**What is required**:
Collect every line of the data below that contains the string "clicks", matching case exactly.
[Start of section]
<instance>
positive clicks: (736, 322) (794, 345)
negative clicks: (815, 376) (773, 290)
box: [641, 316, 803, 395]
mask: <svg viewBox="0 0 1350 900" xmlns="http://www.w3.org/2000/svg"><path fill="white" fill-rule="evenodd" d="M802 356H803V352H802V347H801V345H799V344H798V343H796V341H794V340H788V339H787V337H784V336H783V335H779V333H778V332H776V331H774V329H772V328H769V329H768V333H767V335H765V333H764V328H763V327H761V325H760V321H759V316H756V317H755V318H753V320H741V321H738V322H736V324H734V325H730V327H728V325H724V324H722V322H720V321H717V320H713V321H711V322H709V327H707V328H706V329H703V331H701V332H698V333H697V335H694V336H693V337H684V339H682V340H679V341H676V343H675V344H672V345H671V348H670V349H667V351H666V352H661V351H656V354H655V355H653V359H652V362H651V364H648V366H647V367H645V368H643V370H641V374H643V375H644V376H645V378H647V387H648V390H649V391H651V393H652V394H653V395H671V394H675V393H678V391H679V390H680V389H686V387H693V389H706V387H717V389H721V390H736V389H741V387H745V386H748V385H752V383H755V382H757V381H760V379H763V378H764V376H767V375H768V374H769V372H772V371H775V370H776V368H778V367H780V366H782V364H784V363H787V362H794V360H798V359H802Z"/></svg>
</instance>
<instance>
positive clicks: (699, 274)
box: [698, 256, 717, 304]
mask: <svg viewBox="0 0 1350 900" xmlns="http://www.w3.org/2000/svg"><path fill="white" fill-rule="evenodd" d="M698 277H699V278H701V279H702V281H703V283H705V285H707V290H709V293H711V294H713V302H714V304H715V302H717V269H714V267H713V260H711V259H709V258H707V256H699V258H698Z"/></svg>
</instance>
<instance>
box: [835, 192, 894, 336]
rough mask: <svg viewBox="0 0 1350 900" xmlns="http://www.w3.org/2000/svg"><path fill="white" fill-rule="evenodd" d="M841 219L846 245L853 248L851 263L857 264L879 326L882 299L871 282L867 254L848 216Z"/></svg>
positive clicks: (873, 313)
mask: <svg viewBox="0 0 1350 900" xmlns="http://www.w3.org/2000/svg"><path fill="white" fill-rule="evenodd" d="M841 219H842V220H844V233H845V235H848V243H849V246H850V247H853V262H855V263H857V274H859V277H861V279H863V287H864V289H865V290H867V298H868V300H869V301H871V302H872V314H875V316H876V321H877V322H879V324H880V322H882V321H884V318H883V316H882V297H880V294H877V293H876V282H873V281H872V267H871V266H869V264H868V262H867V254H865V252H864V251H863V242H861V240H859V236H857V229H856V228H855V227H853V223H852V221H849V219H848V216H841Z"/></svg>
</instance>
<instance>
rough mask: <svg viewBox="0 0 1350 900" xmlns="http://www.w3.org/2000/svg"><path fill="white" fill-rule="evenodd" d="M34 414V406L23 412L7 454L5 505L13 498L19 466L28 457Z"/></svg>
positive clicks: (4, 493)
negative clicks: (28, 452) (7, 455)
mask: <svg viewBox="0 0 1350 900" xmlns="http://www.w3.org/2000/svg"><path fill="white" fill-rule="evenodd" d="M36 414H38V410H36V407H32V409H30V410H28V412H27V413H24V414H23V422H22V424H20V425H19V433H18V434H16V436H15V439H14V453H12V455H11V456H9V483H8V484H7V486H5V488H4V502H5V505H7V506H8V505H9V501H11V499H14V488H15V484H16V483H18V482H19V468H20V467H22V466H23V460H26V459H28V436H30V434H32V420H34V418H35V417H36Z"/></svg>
[End of section]
**Solution for this task**:
positive clicks: (736, 322) (794, 345)
negative clicks: (815, 376) (773, 290)
positive clicks: (699, 274)
positive clicks: (873, 313)
positive clicks: (4, 493)
negative clicks: (28, 452) (7, 455)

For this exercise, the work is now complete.